• Your assignment:
Search each line below for "long", then return the lines where it appears.
BEGIN Given information
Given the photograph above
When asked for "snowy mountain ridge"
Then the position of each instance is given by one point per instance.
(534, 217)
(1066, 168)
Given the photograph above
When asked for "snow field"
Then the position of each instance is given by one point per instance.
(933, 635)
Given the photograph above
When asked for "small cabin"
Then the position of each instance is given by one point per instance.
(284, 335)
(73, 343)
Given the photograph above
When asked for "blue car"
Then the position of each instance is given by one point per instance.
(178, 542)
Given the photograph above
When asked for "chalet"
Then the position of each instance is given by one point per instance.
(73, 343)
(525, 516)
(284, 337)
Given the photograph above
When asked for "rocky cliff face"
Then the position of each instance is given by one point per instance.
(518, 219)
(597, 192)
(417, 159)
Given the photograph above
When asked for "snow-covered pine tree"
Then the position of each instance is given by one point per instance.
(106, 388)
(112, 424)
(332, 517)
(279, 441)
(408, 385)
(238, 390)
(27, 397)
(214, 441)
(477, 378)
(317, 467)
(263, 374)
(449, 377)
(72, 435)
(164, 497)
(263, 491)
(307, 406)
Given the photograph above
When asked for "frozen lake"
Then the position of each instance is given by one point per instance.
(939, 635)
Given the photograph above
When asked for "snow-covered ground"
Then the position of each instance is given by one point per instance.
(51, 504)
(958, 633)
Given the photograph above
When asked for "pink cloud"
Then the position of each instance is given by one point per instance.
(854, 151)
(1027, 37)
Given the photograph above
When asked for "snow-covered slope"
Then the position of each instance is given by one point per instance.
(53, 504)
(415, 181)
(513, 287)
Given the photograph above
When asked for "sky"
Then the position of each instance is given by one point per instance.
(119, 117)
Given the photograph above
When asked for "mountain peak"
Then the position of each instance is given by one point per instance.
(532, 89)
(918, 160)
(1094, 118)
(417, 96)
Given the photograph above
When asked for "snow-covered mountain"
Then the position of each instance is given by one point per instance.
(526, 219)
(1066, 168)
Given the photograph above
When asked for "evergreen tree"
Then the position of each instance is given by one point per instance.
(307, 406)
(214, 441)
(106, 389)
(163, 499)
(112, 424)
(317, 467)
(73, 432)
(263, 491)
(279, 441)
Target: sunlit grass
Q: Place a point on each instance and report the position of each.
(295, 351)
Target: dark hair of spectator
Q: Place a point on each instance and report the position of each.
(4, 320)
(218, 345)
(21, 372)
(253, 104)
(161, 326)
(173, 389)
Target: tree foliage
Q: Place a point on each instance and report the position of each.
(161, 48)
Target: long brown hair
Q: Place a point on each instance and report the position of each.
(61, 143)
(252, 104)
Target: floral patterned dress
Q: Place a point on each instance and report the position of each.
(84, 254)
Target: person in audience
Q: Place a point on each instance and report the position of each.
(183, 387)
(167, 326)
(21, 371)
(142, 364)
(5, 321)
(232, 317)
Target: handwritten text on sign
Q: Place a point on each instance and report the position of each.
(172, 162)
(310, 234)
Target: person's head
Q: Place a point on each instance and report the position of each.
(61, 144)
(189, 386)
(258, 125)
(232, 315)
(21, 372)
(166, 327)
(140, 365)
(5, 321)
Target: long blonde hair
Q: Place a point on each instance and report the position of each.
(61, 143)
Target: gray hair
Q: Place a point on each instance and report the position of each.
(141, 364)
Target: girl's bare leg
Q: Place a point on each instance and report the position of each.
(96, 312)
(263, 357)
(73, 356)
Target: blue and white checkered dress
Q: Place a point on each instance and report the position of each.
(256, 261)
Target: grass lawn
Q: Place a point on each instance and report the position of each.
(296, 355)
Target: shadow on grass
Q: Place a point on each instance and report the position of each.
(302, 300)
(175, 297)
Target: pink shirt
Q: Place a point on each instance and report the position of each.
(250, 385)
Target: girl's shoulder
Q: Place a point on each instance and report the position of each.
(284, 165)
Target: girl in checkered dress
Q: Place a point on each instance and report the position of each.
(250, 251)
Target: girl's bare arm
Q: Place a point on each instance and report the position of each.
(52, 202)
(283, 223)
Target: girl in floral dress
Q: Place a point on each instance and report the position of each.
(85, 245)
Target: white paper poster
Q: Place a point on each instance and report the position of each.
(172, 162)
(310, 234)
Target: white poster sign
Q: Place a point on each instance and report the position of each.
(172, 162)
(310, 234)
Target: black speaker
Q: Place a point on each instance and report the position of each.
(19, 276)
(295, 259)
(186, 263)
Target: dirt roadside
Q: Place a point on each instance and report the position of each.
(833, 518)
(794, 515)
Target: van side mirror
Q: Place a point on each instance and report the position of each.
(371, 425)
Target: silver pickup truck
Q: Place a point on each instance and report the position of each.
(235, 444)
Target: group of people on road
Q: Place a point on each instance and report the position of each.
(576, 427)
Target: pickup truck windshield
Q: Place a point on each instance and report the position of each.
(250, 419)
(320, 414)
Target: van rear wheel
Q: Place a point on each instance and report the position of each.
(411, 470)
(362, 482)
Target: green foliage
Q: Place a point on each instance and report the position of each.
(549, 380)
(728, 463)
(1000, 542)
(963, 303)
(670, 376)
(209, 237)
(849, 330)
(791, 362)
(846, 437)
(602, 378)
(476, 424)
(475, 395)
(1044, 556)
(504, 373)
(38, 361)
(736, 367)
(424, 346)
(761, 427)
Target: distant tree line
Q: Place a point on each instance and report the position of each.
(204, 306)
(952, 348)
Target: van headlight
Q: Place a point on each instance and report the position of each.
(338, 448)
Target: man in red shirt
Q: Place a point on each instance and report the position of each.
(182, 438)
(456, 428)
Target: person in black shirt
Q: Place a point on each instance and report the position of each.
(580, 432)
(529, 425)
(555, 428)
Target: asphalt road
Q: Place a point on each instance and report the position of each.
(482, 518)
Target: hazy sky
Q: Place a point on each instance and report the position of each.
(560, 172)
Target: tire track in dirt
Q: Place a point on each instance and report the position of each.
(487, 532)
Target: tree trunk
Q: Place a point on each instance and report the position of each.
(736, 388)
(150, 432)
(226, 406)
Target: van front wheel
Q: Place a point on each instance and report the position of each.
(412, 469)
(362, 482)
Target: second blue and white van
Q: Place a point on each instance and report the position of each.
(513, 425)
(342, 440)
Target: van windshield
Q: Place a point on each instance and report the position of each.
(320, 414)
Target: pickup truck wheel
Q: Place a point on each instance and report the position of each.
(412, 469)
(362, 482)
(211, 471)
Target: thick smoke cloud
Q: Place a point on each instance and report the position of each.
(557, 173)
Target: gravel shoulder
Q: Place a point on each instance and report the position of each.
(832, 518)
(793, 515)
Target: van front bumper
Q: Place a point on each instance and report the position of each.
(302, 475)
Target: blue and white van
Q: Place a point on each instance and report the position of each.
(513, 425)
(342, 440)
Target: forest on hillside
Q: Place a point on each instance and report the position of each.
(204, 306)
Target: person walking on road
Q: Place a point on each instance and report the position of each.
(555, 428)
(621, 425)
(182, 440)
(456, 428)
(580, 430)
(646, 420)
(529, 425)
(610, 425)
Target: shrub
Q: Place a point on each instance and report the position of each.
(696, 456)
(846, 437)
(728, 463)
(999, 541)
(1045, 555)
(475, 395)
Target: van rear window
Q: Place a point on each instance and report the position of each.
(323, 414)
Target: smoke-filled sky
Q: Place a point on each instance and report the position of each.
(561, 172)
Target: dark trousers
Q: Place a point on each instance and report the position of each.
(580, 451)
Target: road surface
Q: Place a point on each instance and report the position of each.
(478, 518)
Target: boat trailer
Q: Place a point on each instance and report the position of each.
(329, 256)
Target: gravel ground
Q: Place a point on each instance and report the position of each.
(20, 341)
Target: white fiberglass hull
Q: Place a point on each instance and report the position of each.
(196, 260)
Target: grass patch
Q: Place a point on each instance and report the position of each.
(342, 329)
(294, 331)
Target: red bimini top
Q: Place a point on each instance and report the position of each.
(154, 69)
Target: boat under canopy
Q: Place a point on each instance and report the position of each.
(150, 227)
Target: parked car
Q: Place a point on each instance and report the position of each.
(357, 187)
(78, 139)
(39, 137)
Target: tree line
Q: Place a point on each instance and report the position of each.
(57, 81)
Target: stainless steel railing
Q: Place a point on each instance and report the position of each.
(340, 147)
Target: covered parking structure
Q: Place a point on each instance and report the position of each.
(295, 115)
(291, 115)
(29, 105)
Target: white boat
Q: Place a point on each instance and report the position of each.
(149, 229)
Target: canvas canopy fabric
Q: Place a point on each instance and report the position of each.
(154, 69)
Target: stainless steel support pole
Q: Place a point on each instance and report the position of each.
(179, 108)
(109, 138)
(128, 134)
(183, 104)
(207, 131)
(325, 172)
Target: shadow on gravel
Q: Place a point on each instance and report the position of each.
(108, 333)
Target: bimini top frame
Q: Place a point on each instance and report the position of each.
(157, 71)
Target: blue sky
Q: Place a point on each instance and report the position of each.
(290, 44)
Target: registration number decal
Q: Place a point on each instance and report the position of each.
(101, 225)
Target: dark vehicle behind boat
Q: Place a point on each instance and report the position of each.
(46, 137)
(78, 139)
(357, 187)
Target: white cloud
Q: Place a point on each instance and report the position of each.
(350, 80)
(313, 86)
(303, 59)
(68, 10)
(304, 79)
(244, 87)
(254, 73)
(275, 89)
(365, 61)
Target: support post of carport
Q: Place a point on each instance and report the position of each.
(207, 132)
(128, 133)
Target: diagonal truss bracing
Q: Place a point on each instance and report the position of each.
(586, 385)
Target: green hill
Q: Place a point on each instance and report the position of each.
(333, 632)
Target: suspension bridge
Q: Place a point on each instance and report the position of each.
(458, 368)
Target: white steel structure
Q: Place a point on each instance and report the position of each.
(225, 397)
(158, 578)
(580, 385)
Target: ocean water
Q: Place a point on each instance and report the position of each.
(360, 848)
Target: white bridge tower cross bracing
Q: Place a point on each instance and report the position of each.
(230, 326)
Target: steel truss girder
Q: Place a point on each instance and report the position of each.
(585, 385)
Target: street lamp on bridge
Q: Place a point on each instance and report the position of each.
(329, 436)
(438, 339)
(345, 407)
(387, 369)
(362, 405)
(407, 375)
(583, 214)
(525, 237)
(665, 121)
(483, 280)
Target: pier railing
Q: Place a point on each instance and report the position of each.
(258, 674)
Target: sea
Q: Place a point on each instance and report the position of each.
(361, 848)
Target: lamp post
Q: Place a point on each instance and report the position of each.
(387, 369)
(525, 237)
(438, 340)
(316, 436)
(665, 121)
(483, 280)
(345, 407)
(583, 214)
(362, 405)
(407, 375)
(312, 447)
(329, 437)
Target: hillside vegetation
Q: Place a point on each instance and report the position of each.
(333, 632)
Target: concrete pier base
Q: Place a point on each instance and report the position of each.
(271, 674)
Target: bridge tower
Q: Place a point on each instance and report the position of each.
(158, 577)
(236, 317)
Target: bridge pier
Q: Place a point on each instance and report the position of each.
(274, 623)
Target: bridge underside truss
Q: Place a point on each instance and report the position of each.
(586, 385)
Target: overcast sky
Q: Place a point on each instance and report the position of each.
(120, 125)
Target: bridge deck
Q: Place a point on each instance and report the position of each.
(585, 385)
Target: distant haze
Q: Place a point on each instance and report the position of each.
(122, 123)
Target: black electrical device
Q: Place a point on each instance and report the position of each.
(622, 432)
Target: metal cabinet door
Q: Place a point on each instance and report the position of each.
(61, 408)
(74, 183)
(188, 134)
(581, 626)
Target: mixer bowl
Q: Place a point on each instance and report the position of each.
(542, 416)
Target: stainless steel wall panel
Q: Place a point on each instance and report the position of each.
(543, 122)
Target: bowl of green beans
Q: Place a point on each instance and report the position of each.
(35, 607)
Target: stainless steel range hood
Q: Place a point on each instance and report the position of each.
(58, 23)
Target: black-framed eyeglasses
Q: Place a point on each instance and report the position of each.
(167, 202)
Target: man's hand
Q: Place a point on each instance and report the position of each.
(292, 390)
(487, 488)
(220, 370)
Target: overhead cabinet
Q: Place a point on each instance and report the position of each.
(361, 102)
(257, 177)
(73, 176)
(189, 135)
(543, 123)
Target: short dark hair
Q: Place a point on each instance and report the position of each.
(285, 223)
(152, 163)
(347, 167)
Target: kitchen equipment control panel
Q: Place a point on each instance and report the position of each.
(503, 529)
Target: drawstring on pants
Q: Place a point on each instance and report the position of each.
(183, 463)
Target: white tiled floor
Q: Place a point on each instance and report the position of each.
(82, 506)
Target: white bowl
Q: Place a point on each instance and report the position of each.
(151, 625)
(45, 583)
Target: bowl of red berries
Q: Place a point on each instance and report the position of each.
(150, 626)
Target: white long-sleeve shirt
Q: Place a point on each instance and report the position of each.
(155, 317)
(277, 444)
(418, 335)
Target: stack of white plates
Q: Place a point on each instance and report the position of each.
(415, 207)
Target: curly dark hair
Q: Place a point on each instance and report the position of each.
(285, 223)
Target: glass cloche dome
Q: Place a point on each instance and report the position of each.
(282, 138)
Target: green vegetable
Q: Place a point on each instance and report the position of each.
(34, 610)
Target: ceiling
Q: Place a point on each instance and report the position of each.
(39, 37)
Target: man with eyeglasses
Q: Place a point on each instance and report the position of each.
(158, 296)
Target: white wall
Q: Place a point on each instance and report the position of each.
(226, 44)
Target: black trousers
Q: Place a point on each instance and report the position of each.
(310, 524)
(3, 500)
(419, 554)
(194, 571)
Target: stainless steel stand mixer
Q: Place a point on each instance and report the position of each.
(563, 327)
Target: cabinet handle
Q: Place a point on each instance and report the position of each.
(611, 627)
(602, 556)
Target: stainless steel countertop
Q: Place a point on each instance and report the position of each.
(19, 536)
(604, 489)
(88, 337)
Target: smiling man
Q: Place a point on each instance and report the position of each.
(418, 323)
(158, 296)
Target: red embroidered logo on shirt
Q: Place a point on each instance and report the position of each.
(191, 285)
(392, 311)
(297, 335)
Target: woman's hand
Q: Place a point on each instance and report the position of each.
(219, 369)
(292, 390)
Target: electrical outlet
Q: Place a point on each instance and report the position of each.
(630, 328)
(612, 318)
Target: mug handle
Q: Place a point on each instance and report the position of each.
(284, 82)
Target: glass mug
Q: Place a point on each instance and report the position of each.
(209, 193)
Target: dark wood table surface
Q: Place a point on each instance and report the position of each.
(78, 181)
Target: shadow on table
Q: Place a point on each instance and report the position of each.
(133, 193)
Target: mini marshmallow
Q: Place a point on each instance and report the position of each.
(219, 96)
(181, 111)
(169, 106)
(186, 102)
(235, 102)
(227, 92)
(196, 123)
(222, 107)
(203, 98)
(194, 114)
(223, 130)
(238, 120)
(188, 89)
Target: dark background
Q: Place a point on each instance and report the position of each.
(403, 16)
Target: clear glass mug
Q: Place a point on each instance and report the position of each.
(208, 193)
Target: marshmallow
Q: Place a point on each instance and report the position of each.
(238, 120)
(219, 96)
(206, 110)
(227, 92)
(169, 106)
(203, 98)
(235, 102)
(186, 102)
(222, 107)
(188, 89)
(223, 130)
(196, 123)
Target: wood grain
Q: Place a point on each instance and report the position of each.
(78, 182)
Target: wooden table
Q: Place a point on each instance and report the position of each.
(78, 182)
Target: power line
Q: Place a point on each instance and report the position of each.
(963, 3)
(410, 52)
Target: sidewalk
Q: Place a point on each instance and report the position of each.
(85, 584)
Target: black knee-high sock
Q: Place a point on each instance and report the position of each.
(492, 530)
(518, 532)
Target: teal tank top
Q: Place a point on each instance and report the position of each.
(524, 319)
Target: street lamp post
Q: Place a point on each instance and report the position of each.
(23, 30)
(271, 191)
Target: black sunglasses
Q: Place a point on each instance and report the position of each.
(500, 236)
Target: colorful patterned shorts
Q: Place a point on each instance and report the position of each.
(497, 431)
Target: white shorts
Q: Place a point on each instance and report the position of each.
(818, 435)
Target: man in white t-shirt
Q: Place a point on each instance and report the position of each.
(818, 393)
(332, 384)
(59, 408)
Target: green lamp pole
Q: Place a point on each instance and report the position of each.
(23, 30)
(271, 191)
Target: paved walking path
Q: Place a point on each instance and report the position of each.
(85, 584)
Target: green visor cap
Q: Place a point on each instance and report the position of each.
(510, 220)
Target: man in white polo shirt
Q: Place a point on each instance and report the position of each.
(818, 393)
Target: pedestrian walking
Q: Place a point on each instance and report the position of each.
END Given information
• Result:
Target: long brown hair
Target: long blonde hair
Target: white long-sleeve shirt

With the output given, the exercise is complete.